(Your tasks)
a) Condense the paragraph of the forum thread on corporation tax that begins "American companies in Ireland did not make" into a short bulleted list that keeps its main facts.
b) According to the forum thread on corporation tax, roughly how much of the €96 billion in profits did American companies incorporated in Ireland make from their activities in Ireland?
c) Supply the next part of the forum thread on corporation tax, picking up after its final sentence.

(Document passage)
..............................
Ireland is already getting a disproportionately large tax take from US multinationals in Ireland – there is no scope for tripling it overnight through some stroke of David McWilliams’ pen.

In simple terms, companies pay tax in Ireland based on the profits they make from their activities in Ireland.  Companies which are incorporated in Ireland but which make their profits in some other countries pay corporation taxes in those other countries. That is as it should be.

American companies in Ireland did not make €96 billion profits in Ireland in 2014 as McWilliams claimed. American companies incorporated in Ireland did make €96 billion profits, but only about €25 billion of that was made from their activities in Ireland and it was properly taxed in Ireland. It’s not popular to say so, but American companies pay an effective Corporation Tax rate of close to 12.5% on the profits they make from their activities in Ireland. It would be wrong to levy tax on companies incorporated in Ireland which carry out their business overseas, just as it would be wrong to levy Irish Income Tax on Irish citizens working in Saudi Arabia.

Much of the profits made by these American companies is made in countries such as Bermuda where they pay no Corporation Tax at all.  Ireland could well have a role in working with the United States and the EU to make sure that every multinational pays its fair share of corporation taxes somewhere. But that somewhere is unlikely to be Ireland.

Yours sincerely





Brendan Burgess


----------



## Delboy (10 Dec 2017)

If MNC's or any other company want to channel their profits through Ireland and the rules allow it, than so be it (though I feel that will change soon under pressure from our EU colleagues as a payback for their support on Brexit this past week).
But thats not the issue I was referring to but does seem to be the nub of your letter.

I am referring to the various loopholes,knowledge boxes , whatever your having yourself which allows them to pay a fraction of the 12.5% rate we brag about on their profits, be they Irish or foreign generated. 
Thats my gripe.


----------



## Brendan Burgess (10 Dec 2017)

Hi Delboy

Irish incorporated companies do not pay taxes on profits generated outside Ireland.

Irish citizens working in Saudi or the UK do not pay income tax on their foreign earnings. 

Do you think that they should?

Brendan


----------



## MrEarl (11 Dec 2017)

Brendan Burgess said:


> .....
> Would you think that there is scope for increasing taxes elsewhere?
> 
> What about increasing  property taxes, if that would result in a reduction in income taxes?
> ...




Hello Mr. Burgess,

I would be happy to see some form of tax introduced on the sale of principal private residences, above a certain threshold.
..............................
(Collection entries)
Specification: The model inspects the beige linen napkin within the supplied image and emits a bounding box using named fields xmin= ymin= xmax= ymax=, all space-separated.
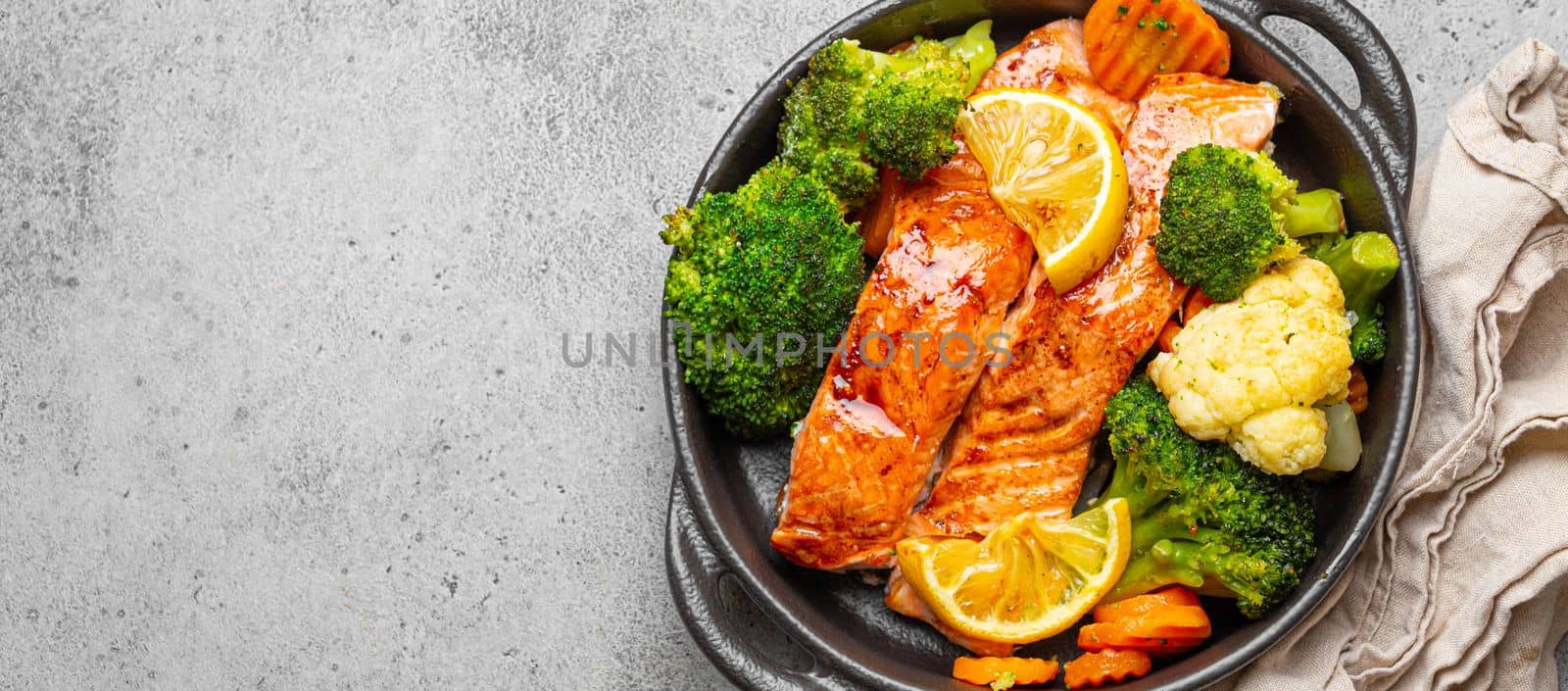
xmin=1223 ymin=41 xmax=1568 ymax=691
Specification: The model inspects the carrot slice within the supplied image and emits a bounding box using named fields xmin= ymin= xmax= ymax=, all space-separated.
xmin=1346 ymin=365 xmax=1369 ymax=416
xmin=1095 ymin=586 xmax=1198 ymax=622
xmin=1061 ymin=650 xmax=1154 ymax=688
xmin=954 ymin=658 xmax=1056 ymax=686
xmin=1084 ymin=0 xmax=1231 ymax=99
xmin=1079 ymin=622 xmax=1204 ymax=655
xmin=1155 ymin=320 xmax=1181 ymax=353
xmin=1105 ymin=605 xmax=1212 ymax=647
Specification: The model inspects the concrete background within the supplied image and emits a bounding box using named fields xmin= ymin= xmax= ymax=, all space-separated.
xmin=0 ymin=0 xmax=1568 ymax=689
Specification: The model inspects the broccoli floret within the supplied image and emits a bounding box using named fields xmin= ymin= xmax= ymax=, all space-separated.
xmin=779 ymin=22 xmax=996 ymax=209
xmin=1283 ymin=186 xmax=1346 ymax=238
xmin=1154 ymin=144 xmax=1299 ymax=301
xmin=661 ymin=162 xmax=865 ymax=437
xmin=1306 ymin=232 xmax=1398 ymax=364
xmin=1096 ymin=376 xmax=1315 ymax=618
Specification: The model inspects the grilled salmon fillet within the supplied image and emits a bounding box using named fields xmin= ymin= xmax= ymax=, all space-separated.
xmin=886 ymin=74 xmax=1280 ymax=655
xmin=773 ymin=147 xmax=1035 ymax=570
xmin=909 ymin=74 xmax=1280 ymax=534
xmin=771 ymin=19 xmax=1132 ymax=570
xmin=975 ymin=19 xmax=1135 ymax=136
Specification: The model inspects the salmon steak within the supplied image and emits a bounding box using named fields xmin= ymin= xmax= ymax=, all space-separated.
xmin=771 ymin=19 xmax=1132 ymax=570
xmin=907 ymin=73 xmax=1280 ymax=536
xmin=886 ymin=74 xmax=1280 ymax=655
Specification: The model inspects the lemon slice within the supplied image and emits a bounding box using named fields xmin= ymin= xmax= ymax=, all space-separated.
..............................
(Expected outputs)
a)
- American companies in Ireland did not make €96 billion in profits in Ireland in 2014, contrary to McWilliams' claim.
- American companies incorporated in Ireland did make €96 billion, but only about €25 billion came from their activities in Ireland, and that amount was properly taxed there.
- Their effective Corporation Tax rate on profits from Irish activities is close to 12.5%.
- Taxing Irish-incorporated companies on overseas business would be as wrong as levying Irish Income Tax on Irish citizens working in Saudi Arabia.

b) About €25 billion.

c)
Obviously, it would need to be a reasonably high threshold to be fair to people living in the cities and Dublin in particular, so perhaps on house sales above €800k - €900k ?

I am not in favour of increasing property taxes overall, as I think they already discriminate against those living in the cities (again, particularly Dublin), unless perhaps it was an increase on particularly valuable properties.

I also think it is long past time that the government increased the tax on diesel engines (and preferably reduce the cost of petrol engines), given it has become very cleat that diesel engines are doing our environment no favours.


Now for some slightly controversial suggestions  .....

I would like to see prostitution legalised, so that the revenue generated by the industry could be taxed.  Obviously, legalising it would also result in some improvements in health and safety for all concerned.

I would further like to see anyone convicted of a crime heavily fined and then taxed at higher rates across the board, for an appropriate period (the fine and period for the higher taxes to apply, could be linked to the severity of the crime).

I would also like to see the tax incentive offered through employers to encourage people to purchase bikes discontinued.  I think it has been responsible for dramatically increasing the average cost of a bike and at this stage, anyone who was going to avail of the scheme has long since done so.


----------



## Delboy (11 Dec 2017)

Brendan Burgess said:


> Hi Delboy
> 
> Irish incorporated companies do not pay taxes on profits generated outside Ireland.
> 
> ...


No, they should pay taxes at the local rate. Whether there is one or not.

But MNC's or Irish firms at home should pay Corporation tax on the profits made in/channeled through this jurisdiction at the going rate of 12.5%. A very generous rate. And not at 0.0001% or thereabouts.
And if they don't want to pay 12.5% tax on the profits made abroad, then they shouldn't channel them through here. Too much unwanted attention brought to bear on us.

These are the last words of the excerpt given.